Selected extract
##########
Here are his posts at NOL so far. Now that he’s got a bit more money in his pocket, perhaps he will have some time to spare for blogging…
The State in education – Part I: A History
In Beyond Good and Evil, written after breaking with composer Richard Wagner and subsequently rejecting hyper-nationalism, Friedrich Nietzsche proposed the existence of a group of people who cannot abide to see others successful or happy. Appropriately, he dubbed these people and their attitude “ressentiment,” or “resentment” in French. His profile of the resentful is most unkind, bordering on the snobbish – though Nietzsche had very little personal cause to feel superior (he was part of the minor nobility but always insisted that, due to his father’s premature death and his mother’s lack of connections, his legal rank was never of much benefit to him). Insanely proud of his classical education and remarkable, even for that time, fluency in Ancient Greek and Latin, the philosopher latched onto these languages as symbolic variables in his descriptions of society and its woes.
Much like the French philosopher Simone de Beauvoir who, a century later, attempted to prove that history was made by socio-cultural gender dynamics (Le deuxième sexe), Nietzsche proposed that all of (European) history since the fall of the Roman Empire was a battle between the cosmopolitan, classically-educated aristocracy and the technician, parochial lower classes. Unlike de Beauvoir who saw the world as oppressor-oppressed, the German believed that the lower orders, motivated by jealousy and feelings of exclusion, tried to pull their superiors down, creating a peculiar situation in which those who believed themselves the oppressed engaged in oppressive behavior.
##########
Stored data
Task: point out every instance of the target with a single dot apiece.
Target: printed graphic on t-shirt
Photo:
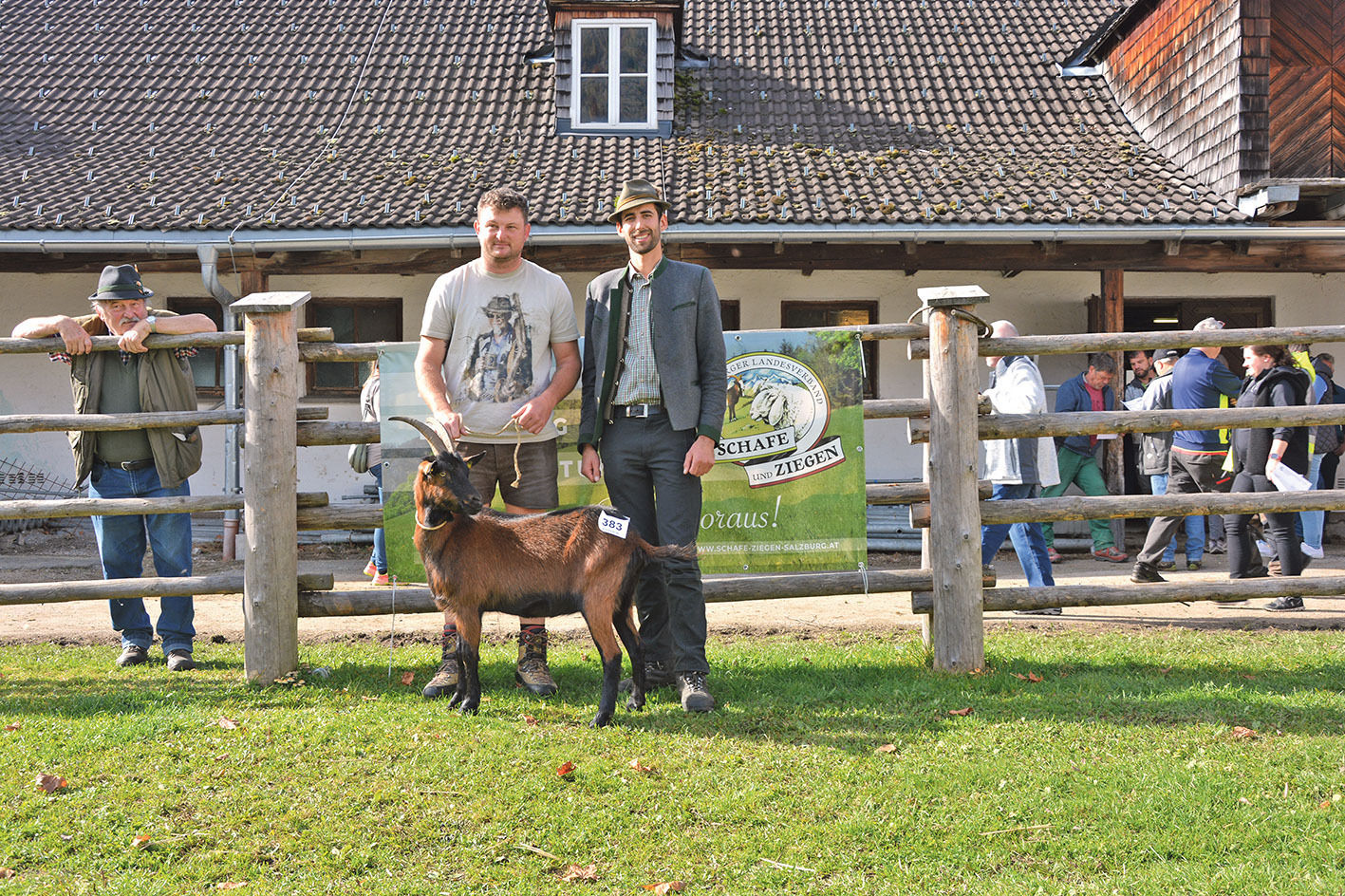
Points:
##########
Stated task
Write out the section of the Nietzsche and ressentiment passage that begins with the words containing "Much like the" and ends with "in oppressive behavior.".

Reply to the task
Much like the French philosopher Simone de Beauvoir who, a century later, attempted to prove that history was made by socio-cultural gender dynamics (Le deuxième sexe), Nietzsche proposed that all of (European) history since the fall of the Roman Empire was a battle between the cosmopolitan, classically-educated aristocracy and the technician, parochial lower classes. Unlike de Beauvoir who saw the world as oppressor-oppressed, the German believed that the lower orders, motivated by jealousy and feelings of exclusion, tried to pull their superiors down, creating a peculiar situation in which those who believed themselves the oppressed engaged in oppressive behavior.